The problem:
Turn the records starting at the line that has "Find the mist" and ending after the line that has "[[[178,255],[177,144],[104,131],[49,147],[0,120],[2,255]]]" into a two-column CSV with the headers instruction and polygons, one row per record. Put each record's text under instruction and its answer under polygons, with every field in quotation marks and line breaks replaced by spaces.

● ● ●

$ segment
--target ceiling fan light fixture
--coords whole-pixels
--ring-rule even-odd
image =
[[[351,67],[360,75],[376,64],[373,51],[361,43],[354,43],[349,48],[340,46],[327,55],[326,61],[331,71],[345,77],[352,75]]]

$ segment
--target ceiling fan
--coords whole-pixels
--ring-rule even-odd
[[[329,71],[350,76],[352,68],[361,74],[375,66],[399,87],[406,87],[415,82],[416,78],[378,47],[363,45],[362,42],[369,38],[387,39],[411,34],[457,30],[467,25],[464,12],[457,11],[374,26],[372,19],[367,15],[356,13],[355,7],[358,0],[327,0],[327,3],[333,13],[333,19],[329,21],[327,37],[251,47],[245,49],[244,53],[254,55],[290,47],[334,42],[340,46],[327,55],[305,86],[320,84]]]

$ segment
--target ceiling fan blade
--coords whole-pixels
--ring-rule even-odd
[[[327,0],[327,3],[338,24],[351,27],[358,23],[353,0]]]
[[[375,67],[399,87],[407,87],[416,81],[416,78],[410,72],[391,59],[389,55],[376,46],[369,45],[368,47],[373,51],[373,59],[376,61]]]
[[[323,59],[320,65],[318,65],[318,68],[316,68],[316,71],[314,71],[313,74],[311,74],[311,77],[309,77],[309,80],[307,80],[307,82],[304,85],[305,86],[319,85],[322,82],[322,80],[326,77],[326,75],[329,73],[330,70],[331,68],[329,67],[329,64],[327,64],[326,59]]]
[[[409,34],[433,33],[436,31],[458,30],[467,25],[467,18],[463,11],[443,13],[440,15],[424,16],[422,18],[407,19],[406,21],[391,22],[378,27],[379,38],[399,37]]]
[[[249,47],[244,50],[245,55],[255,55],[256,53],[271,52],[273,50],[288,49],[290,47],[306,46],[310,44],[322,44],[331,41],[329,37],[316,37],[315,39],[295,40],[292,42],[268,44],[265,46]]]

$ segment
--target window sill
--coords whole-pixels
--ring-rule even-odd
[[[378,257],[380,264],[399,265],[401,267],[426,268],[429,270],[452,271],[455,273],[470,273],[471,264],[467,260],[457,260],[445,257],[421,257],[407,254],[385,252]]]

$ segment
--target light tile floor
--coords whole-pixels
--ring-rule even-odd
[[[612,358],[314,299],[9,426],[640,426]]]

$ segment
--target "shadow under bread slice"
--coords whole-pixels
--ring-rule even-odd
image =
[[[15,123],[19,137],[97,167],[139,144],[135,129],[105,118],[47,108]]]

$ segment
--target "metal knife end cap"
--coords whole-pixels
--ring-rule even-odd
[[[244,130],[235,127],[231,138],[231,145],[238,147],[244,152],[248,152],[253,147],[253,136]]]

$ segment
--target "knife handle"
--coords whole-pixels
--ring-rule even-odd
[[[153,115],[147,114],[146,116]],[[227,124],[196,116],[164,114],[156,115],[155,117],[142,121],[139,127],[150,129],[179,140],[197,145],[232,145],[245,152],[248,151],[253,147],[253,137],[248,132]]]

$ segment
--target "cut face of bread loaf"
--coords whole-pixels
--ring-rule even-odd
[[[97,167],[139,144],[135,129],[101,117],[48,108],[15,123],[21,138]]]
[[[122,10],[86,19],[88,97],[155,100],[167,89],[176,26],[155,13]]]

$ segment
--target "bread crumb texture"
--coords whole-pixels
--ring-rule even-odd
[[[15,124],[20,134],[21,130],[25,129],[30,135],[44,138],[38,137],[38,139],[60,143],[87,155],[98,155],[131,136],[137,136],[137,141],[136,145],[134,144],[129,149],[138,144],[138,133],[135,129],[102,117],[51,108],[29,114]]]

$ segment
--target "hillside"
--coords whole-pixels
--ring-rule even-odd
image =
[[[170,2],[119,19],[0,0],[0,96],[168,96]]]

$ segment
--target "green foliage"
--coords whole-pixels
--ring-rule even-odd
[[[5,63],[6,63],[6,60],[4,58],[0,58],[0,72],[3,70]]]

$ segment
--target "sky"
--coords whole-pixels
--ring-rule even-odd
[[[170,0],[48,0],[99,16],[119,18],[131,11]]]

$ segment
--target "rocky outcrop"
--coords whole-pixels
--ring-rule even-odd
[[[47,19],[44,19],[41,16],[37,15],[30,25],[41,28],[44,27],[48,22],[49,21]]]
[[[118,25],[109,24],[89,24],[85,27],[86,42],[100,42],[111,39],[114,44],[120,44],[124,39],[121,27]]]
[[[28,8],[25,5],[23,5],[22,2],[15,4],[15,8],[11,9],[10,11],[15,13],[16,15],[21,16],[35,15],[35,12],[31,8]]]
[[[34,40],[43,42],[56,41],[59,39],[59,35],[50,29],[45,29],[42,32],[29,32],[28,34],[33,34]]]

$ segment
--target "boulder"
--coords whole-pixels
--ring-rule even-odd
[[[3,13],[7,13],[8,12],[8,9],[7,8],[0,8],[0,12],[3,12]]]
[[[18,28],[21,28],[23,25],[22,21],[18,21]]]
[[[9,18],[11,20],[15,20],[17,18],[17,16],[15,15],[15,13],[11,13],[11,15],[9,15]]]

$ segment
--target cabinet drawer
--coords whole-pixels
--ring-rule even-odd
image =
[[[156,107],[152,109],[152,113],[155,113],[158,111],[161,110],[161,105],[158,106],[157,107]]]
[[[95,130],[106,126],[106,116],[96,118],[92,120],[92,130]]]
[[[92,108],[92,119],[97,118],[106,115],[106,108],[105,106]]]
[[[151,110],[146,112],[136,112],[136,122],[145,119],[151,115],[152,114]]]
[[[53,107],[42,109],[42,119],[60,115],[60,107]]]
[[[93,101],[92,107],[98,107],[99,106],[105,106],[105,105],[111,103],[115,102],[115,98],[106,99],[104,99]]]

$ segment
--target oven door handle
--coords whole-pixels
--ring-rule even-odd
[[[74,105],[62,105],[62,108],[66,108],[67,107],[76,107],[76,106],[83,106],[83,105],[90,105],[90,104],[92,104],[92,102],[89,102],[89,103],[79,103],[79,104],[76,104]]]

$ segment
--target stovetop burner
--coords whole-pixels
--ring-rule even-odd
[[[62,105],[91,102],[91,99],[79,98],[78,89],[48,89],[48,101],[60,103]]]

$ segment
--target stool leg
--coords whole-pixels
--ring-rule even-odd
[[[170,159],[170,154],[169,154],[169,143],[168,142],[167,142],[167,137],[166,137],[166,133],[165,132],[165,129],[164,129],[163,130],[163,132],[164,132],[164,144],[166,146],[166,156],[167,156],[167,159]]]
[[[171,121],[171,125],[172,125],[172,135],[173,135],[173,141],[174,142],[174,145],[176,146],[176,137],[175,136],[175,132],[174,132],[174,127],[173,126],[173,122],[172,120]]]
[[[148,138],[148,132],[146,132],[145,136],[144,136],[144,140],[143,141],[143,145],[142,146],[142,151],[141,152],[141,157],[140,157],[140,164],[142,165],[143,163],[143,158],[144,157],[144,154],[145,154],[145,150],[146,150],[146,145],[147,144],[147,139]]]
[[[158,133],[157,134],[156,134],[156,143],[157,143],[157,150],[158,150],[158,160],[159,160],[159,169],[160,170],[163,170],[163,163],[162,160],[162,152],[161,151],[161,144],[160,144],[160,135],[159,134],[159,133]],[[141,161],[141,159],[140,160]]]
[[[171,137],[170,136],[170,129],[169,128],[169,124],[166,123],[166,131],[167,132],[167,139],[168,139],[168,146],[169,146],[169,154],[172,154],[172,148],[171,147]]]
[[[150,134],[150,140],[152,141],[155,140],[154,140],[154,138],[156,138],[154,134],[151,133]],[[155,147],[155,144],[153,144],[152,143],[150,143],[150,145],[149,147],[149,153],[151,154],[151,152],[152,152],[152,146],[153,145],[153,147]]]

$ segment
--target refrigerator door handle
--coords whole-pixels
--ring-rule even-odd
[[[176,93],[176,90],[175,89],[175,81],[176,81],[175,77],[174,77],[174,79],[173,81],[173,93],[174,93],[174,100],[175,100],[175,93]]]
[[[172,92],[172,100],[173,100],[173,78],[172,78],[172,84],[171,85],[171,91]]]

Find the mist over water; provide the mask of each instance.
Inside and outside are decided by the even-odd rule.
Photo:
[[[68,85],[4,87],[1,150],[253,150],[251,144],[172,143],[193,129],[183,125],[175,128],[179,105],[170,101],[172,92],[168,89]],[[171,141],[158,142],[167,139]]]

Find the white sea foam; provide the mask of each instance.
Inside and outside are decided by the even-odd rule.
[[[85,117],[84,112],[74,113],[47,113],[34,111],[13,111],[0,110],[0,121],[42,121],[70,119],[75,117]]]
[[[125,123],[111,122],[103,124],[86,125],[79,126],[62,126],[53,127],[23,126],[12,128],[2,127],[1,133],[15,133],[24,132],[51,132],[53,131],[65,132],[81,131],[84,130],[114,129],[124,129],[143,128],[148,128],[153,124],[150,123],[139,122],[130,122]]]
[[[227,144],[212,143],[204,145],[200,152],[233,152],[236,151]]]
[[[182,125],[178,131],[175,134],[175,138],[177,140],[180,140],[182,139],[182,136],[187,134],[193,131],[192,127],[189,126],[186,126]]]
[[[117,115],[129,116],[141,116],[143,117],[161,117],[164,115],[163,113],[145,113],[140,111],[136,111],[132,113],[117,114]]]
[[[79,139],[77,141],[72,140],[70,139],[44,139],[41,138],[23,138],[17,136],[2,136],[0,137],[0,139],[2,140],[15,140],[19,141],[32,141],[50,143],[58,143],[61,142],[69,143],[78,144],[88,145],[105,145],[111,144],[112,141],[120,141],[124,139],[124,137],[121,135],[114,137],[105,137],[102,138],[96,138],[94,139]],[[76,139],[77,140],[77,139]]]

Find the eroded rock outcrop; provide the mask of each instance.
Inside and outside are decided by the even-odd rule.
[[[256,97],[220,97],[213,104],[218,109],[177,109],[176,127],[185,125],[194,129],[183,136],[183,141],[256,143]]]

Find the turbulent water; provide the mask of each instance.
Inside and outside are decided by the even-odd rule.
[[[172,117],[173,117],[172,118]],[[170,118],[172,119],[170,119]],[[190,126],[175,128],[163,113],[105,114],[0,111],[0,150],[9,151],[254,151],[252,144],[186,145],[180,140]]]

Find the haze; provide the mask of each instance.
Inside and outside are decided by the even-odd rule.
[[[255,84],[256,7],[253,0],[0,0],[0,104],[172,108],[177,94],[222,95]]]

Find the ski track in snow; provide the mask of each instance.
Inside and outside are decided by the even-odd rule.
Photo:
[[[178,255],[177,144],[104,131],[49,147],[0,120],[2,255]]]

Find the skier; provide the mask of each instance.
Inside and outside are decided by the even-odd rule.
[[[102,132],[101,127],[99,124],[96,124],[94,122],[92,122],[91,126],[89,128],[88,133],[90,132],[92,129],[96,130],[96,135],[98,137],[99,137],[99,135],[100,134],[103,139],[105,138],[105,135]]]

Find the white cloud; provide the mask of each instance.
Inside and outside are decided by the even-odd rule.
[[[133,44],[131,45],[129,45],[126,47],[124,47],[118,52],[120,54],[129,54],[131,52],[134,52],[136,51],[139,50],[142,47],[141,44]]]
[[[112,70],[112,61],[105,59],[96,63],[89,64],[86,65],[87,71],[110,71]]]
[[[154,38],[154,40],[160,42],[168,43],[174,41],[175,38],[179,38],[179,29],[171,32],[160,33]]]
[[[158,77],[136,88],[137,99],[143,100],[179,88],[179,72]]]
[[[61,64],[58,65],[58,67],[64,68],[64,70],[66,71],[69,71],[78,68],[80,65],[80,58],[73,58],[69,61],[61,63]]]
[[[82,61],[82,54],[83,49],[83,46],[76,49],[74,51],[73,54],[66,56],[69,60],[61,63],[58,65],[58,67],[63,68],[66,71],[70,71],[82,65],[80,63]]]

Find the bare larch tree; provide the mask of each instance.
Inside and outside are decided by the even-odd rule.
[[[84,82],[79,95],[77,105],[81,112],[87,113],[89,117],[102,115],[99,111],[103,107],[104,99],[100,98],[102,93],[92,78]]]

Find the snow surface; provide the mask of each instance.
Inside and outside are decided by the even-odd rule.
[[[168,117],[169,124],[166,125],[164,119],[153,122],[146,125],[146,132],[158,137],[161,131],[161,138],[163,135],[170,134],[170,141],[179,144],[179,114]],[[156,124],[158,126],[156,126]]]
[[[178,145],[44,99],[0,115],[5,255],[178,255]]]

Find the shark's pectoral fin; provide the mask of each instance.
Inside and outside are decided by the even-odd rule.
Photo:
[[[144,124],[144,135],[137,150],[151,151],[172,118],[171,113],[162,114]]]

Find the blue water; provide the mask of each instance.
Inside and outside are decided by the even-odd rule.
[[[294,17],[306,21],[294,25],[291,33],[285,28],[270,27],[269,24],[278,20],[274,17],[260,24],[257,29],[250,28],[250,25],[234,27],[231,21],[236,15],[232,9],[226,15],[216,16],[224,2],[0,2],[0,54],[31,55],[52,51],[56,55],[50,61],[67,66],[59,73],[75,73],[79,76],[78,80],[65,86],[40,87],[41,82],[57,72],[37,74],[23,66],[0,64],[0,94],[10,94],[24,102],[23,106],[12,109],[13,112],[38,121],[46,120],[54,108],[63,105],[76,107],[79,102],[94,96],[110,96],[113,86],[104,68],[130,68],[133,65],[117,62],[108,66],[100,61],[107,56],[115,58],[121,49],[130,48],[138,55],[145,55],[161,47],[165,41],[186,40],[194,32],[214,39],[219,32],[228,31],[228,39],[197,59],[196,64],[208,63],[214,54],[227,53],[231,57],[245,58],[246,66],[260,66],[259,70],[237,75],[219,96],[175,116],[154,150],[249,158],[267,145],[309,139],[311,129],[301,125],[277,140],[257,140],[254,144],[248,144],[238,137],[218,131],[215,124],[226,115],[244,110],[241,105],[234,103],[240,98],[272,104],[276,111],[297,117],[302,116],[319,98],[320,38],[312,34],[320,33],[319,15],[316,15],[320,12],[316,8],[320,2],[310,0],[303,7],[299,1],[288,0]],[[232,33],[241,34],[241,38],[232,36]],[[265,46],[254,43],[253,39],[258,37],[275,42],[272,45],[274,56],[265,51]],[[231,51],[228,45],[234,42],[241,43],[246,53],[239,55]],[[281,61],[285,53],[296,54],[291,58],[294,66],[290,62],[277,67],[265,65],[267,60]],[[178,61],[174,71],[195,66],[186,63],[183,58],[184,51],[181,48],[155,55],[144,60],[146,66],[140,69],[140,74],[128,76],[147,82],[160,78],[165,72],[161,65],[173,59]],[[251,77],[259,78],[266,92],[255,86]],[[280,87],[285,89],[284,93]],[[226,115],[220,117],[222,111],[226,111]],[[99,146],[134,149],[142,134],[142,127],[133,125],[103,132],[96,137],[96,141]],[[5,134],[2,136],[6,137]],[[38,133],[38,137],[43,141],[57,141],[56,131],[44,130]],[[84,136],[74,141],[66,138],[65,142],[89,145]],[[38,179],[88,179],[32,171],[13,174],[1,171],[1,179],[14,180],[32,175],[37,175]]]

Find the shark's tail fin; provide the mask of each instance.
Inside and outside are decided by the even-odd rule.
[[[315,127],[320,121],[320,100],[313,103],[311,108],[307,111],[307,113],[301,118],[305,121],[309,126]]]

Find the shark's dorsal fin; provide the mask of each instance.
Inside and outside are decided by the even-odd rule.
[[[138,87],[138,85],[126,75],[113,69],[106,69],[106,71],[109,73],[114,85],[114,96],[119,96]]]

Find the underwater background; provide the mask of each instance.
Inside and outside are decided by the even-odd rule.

● ● ●

The answer:
instruction,polygons
"Find the mist over water; provide the mask of each instance. Inside and outside are decided by the even-odd rule. Photo:","[[[68,85],[4,87],[1,150],[253,150],[251,144],[172,143],[193,129],[183,125],[175,128],[179,105],[170,101],[172,92],[168,89]],[[171,141],[158,142],[167,139]]]"
"Find the white sea foam; provide the mask of each instance. Inside and outside are decided by the even-odd rule.","[[[85,117],[84,112],[74,113],[47,113],[34,111],[13,111],[0,110],[0,121],[42,121],[70,119],[75,117]]] [[[125,123],[111,122],[103,124],[86,125],[79,126],[62,126],[53,127],[23,126],[12,128],[2,127],[1,133],[15,133],[24,132],[51,132],[53,131],[65,132],[81,131],[84,130],[114,129],[124,129],[143,128],[148,128],[153,124],[150,123],[139,122],[130,122]]] [[[227,144],[212,143],[204,145],[200,152],[233,152],[236,151]]] [[[182,125],[178,131],[175,134],[175,138],[177,140],[180,140],[182,139],[182,136],[187,134],[193,131],[192,127],[189,126],[186,126]]] [[[117,115],[129,116],[141,116],[143,117],[161,117],[164,115],[163,113],[145,113],[140,111],[136,111],[132,113],[117,114]]] [[[79,139],[77,141],[72,140],[70,139],[44,139],[41,138],[23,138],[17,136],[2,136],[0,137],[0,139],[2,140],[15,140],[19,141],[32,141],[50,143],[58,143],[61,142],[69,143],[78,144],[88,145],[105,145],[111,144],[112,141],[120,141],[124,139],[124,137],[121,135],[114,137],[105,137],[102,138],[96,138],[94,139]],[[76,139],[77,140],[77,139]]]"
"Find the eroded rock outcrop; provide the mask of each instance. Inside and outside are decided by the even-odd rule.","[[[256,97],[220,97],[213,104],[218,109],[177,109],[176,127],[185,125],[194,129],[183,136],[183,141],[256,143]]]"
"Find the turbulent water; provide the mask of each instance. Inside and outside are decided by the even-odd rule.","[[[172,117],[173,117],[172,118]],[[170,118],[172,119],[170,119]],[[190,126],[175,128],[163,113],[105,114],[0,111],[0,150],[9,151],[254,151],[252,144],[186,145],[180,140]]]"
"Find the haze; provide the mask of each instance. Inside and outside are decided by the even-odd rule.","[[[255,84],[256,7],[253,0],[0,0],[0,104],[172,108],[177,94],[222,95]]]"
"Find the ski track in snow; provide the mask of each instance. Inside and outside are decided by the even-odd rule. Photo:","[[[178,255],[177,144],[104,131],[49,147],[0,120],[2,255]]]"